_Exercise objective_
Starting at the line that contains "Expected: one pin per instance of the paddle shaft, each" and ending at the last line of the listing, rewrite those lines with "paddle shaft" switched to "oar shaft" and everything else unchanged.

#### Data for this exercise

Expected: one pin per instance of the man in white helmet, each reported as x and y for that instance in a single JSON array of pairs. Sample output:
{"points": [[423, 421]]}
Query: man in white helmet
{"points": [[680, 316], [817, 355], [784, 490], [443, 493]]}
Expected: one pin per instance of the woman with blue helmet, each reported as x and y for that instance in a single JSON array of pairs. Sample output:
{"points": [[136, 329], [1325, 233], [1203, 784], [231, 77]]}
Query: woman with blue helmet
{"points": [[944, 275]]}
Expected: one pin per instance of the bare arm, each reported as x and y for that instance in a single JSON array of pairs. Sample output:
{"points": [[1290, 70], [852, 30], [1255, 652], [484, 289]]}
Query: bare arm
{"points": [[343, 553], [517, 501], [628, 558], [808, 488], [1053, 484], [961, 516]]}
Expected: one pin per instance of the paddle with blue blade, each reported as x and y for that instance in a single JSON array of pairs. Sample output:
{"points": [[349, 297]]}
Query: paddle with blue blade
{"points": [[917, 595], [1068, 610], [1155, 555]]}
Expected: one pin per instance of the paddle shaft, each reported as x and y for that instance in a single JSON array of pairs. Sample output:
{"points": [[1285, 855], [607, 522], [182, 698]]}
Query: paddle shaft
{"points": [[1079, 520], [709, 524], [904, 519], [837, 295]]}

########

_Problem solution_
Expected: one pin per instance of the oar shaft, each reported as x and y for that instance in a single JSON array of pairs. Sample output:
{"points": [[1285, 855], [607, 522], [182, 698]]}
Query: oar shaft
{"points": [[1079, 520], [709, 524], [904, 519], [837, 295]]}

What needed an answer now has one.